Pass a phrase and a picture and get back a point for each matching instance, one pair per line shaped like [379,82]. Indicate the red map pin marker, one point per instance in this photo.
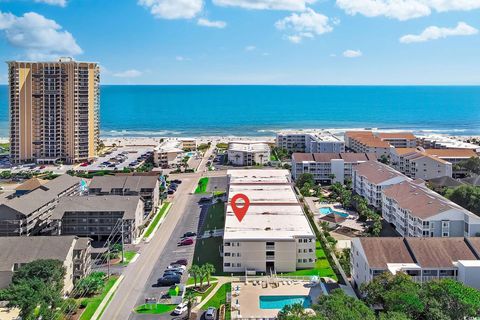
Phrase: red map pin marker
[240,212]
==
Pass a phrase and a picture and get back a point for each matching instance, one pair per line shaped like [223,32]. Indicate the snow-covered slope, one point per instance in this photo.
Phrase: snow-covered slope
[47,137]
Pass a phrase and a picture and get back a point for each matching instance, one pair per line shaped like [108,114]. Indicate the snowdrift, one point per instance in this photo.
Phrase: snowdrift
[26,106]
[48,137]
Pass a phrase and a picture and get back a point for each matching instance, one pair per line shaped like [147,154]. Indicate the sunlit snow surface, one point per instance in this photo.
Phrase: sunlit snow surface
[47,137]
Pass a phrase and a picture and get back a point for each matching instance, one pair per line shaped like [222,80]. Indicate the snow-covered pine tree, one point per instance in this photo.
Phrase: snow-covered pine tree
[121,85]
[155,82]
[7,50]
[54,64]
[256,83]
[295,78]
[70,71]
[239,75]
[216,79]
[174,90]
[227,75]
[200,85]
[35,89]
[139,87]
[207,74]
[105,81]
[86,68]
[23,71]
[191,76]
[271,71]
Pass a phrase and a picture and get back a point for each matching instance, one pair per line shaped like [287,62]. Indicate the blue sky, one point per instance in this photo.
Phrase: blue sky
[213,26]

WHAT YOU NEED TO DO: How many of the lines above contain the string "snowdrift", with case counting? Reply with the number only.

OUTPUT OF THE TASK: 2